(Excerpts from a detection dataset)
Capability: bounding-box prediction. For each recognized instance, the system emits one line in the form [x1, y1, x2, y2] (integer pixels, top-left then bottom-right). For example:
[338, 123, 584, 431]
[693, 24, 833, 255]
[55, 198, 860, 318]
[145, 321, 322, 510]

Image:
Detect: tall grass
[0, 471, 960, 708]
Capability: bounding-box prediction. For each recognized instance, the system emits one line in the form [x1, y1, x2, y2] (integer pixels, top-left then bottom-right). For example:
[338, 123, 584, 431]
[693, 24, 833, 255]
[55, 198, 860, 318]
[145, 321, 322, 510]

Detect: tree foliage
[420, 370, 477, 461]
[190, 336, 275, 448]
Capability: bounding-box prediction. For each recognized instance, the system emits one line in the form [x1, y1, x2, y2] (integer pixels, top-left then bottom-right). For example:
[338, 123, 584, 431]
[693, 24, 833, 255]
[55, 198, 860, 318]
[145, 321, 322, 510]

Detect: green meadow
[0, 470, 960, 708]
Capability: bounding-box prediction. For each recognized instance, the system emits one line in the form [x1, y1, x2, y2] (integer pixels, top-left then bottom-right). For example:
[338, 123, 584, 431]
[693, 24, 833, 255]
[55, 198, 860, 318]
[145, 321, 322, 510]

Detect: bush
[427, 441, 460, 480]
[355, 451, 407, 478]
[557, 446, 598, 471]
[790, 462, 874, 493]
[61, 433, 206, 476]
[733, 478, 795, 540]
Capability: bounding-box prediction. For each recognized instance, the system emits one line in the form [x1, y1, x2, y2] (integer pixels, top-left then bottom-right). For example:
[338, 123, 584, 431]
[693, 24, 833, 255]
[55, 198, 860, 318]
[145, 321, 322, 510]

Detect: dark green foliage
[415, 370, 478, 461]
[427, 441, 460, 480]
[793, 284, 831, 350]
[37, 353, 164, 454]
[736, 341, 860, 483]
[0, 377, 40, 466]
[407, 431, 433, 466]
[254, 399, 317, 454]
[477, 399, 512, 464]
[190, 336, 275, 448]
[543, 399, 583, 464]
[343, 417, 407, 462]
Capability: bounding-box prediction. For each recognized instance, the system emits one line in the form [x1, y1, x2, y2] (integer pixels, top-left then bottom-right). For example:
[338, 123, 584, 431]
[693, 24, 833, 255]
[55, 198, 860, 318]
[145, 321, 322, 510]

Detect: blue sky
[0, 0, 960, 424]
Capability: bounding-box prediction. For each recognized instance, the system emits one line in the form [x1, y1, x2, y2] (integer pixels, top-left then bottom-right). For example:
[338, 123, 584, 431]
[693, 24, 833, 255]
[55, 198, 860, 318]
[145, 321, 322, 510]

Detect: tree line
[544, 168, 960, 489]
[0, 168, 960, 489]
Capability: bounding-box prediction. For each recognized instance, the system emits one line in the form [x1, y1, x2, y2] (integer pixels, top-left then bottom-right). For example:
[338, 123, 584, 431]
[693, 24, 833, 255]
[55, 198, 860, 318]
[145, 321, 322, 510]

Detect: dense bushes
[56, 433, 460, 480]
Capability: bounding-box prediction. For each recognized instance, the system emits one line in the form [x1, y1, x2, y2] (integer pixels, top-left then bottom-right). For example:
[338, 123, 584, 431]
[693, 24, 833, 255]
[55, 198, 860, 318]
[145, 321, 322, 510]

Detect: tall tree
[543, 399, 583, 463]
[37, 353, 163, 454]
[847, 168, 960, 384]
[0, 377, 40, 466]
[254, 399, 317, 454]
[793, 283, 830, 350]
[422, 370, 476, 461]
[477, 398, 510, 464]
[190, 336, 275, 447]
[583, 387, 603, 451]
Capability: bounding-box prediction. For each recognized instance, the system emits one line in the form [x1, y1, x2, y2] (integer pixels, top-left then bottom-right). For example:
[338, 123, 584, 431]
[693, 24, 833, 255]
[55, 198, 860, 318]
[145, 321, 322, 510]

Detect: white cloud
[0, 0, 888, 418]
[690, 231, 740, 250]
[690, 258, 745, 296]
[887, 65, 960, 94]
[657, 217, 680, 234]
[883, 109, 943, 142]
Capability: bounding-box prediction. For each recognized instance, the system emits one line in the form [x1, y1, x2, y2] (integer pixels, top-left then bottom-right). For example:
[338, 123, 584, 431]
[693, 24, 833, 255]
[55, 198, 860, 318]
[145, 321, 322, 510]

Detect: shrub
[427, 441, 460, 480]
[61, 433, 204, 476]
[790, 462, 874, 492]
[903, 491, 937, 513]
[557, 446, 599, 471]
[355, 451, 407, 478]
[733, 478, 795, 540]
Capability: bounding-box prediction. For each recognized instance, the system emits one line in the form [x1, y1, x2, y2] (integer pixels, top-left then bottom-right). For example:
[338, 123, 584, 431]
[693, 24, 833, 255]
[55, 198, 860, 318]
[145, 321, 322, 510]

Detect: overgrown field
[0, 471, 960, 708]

** Task **
Pick out every line in the records above that contains the word "green", and copy each such line in full.

** Exercise solution **
Detect: green meadow
Detect: dark green foliage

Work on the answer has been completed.